**Consignes**
A: Relevez dans le texte fourni tout ce dont l'ouvrage est présenté comme le fruit.
B: Indiquez si chacune des affirmations suivantes concorde avec le texte fourni, en répondant par oui ou par non et en citant les mots décisifs : (i) le livre compte 235 pages ; (ii) la lecture de l'ouvrage est conçue pour être linéaire ; (iii) la théorie du flow a été développée par un psychologue allemand.
C: Extrayez du texte fourni, sans la moindre modification, le passage qui s'ouvre sur les mots contenant « La lecture de » et se termine par « sa propre expérience. ».

**Texte fourni**
• • • •

Après le succès de leur site de mutualisation des escape games, Patrice Nadam, formateur et professeur de SVT au lycée La Tour des Dames à Rozay-en-Brie (77), Mélanie Fenaert, professeure de SVT au lycée Blaise Pascal à Orsay (91) et Anne Petit, professeure-documentaliste au collège Château Rance à Scey-sur-Saône (70) écrivent à 3 mains un livre de 235 pages dédié aux jeux d’évasion « à destination de tout enseignant, formateur, animateur, passionné ». L’ouvrage captive par la réflexion pédagogique du trio sur cette pratique. Le flow, le nécessaire débriefing et surtout l’évaluation de ces jeux d’immersion sont décryptés par les enseignants. Le livre enrichi en QR-codes regorge ainsi de conseils pour réussir les défis posés aux élèves.
Que va-t-on trouver dans votre ouvrage ?
S’capade pédagogique avec les jeux d’évasion est le fruit de nos lectures, rencontres, échanges, découvertes personnelles, et surtout de notre propre expérience (succès comme échecs !). Il a été conçu à destination de tout enseignant, formateur, animateur, passionné, qu’il soit novice, initié ou expert en matière de jeu d’évasion pédagogique. Le lecteur y trouvera plusieurs chapitres de réflexion, apports théoriques et conseils, un pas-à-pas permettant de créer un escape game graduellement, des infographies et des fiches que nous avons développées pour notre site et nos formations, des témoignages et nos coups de cœur parmi les escape games référencés sur notre site.
La lecture de S’capade ne se veut pas linéaire, à la manière de ce que nous préconisons dans la conception des jeux d’évasion. Il est chapitré et « enrichi » (QR-codes) pour permettre les déambulations du lecteur, des allers-retours et approfondissements au gré de ses besoins, de ses envies et de sa propre expérience.
Enfin, notre ouvrage est aussi un support de jeu. En imprimant quelques documents supplémentaires, le lecteur pourra jouer à un escape game – Ellipse totale – qui s’appuie sur les pages du livre et permet de le découvrir d’une autre façon.
En quoi le « flow » peut-il favoriser les apprentissages ?
Le flow – théorie développée par le psychologue hongrois Mihaly Csikszentmihalyi – désigne l’état optimal de satisfaction d’une personne pleinement engagée dans une activité ou une tâche. Cela correspond à l’aptitude du joueur à se concentrer et se plonger dans une activité ludifiée et à la mener à son terme.

• • • •

**Données fournies**
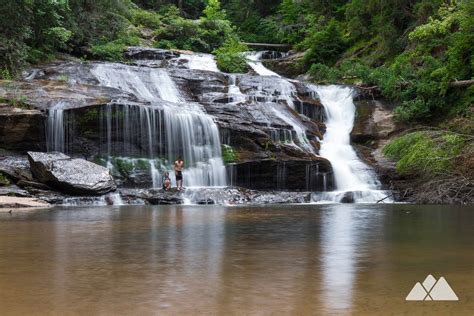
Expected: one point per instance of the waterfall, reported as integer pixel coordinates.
(200, 61)
(255, 63)
(166, 129)
(56, 129)
(285, 91)
(351, 175)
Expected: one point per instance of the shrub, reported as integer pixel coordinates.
(324, 74)
(145, 18)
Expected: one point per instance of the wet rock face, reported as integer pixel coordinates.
(294, 175)
(373, 122)
(73, 176)
(21, 129)
(256, 117)
(146, 53)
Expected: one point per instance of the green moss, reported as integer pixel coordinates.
(142, 164)
(17, 102)
(229, 57)
(425, 153)
(228, 154)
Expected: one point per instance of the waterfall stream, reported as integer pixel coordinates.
(183, 126)
(148, 136)
(354, 180)
(56, 129)
(351, 175)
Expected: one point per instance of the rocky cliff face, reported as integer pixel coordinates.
(270, 128)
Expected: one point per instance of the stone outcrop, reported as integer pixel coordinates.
(21, 129)
(292, 175)
(73, 176)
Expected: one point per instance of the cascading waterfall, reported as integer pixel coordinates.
(201, 61)
(351, 175)
(255, 63)
(285, 92)
(56, 129)
(184, 128)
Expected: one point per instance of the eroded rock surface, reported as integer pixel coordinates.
(74, 176)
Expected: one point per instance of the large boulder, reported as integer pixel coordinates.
(71, 175)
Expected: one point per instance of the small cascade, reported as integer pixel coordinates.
(162, 130)
(56, 128)
(285, 93)
(201, 61)
(255, 63)
(354, 180)
(234, 91)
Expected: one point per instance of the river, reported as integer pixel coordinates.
(260, 260)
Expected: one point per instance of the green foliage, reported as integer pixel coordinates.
(4, 180)
(425, 153)
(145, 18)
(230, 57)
(324, 74)
(325, 44)
(213, 11)
(5, 74)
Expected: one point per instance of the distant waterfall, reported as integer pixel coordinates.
(257, 66)
(166, 129)
(200, 61)
(351, 175)
(56, 129)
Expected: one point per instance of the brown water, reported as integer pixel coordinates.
(278, 260)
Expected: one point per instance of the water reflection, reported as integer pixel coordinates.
(258, 260)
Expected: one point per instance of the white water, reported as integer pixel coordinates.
(182, 128)
(350, 173)
(255, 63)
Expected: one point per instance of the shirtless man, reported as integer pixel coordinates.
(178, 169)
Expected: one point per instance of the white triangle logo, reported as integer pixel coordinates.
(432, 290)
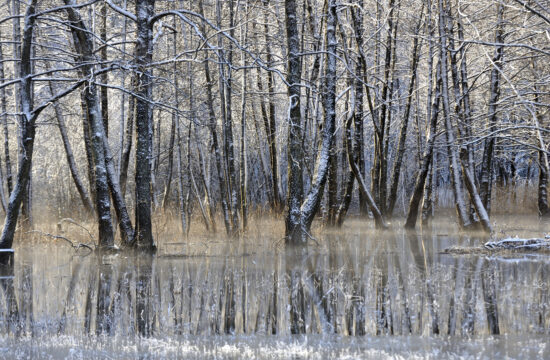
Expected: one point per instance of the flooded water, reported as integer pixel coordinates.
(353, 294)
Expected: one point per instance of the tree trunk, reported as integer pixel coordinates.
(295, 155)
(422, 174)
(313, 199)
(144, 123)
(401, 147)
(129, 135)
(83, 43)
(86, 201)
(28, 120)
(3, 109)
(461, 210)
(488, 153)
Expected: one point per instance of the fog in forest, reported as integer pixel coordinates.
(274, 178)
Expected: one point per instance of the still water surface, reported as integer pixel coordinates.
(350, 294)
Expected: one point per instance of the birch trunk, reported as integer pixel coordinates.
(86, 201)
(83, 43)
(488, 153)
(28, 119)
(396, 172)
(313, 199)
(295, 155)
(3, 109)
(144, 123)
(422, 174)
(461, 210)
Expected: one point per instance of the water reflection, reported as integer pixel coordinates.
(392, 284)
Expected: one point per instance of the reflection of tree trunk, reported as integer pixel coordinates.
(88, 305)
(423, 262)
(104, 315)
(295, 257)
(144, 264)
(488, 285)
(470, 286)
(70, 297)
(8, 288)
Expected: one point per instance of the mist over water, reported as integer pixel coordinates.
(350, 294)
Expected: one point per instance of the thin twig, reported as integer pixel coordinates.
(76, 247)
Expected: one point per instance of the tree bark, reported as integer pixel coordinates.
(295, 155)
(422, 174)
(488, 153)
(396, 172)
(313, 199)
(86, 201)
(462, 213)
(144, 124)
(83, 43)
(3, 109)
(28, 130)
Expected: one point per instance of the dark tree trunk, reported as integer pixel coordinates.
(144, 123)
(295, 155)
(422, 174)
(488, 153)
(28, 129)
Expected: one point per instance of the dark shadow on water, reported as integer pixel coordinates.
(391, 284)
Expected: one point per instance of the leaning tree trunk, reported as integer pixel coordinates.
(488, 153)
(144, 123)
(313, 199)
(3, 110)
(396, 172)
(28, 129)
(461, 210)
(295, 155)
(461, 104)
(83, 43)
(84, 197)
(422, 174)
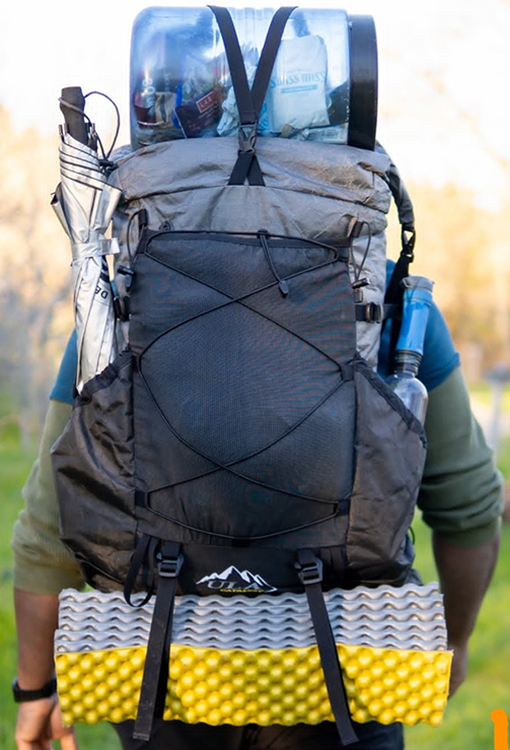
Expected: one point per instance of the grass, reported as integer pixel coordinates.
(467, 721)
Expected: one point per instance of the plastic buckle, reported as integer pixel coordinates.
(373, 312)
(310, 572)
(169, 567)
(247, 137)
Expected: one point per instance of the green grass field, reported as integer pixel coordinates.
(467, 723)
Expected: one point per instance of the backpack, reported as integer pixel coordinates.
(242, 443)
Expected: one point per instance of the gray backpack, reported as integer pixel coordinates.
(242, 441)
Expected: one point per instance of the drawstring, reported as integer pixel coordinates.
(263, 235)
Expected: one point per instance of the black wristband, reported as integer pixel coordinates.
(22, 696)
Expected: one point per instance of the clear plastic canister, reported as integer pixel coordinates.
(323, 85)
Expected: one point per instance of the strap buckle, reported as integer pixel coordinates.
(247, 137)
(169, 567)
(310, 572)
(373, 312)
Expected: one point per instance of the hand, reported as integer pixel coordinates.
(39, 723)
(459, 667)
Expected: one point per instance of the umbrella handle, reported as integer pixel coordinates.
(73, 115)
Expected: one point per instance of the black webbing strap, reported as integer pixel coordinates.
(310, 575)
(394, 291)
(249, 102)
(155, 673)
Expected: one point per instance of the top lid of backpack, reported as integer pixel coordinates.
(323, 84)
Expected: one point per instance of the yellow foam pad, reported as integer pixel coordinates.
(263, 686)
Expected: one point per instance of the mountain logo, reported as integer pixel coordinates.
(234, 581)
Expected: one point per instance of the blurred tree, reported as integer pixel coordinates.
(35, 312)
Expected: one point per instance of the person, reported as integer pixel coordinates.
(460, 499)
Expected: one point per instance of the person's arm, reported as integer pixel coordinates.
(461, 500)
(40, 721)
(464, 574)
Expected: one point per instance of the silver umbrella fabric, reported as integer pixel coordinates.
(84, 202)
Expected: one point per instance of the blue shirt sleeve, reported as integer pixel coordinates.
(63, 390)
(439, 355)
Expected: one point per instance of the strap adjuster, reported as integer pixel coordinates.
(247, 138)
(371, 312)
(170, 567)
(310, 572)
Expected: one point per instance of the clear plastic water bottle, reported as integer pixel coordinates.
(409, 351)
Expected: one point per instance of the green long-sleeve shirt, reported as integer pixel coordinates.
(460, 497)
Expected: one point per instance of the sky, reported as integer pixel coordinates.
(444, 71)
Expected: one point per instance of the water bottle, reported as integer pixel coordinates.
(323, 85)
(409, 351)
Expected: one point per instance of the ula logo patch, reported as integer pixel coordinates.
(235, 581)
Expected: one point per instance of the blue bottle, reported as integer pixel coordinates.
(409, 351)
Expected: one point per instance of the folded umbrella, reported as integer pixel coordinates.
(85, 202)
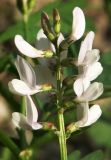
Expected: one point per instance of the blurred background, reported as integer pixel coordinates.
(95, 139)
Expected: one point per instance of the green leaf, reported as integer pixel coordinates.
(74, 156)
(98, 155)
(104, 138)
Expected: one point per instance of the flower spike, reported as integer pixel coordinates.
(78, 25)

• • • •

**Résultats par consigne**
A:
- les lectures
- les rencontres
- les échanges
- les découvertes personnelles
- la propre expérience des auteurs (succès comme échecs)

B:
(i) Oui : « un livre de 235 pages ».
(ii) Non : « La lecture de S’capade ne se veut pas linéaire ».
(iii) Non : « théorie développée par le psychologue hongrois Mihaly Csikszentmihalyi ».

C:
La lecture de S’capade ne se veut pas linéaire, à la manière de ce que nous préconisons dans la conception des jeux d’évasion. Il est chapitré et « enrichi » (QR-codes) pour permettre les déambulations du lecteur, des allers-retours et approfondissements au gré de ses besoins, de ses envies et de sa propre expérience.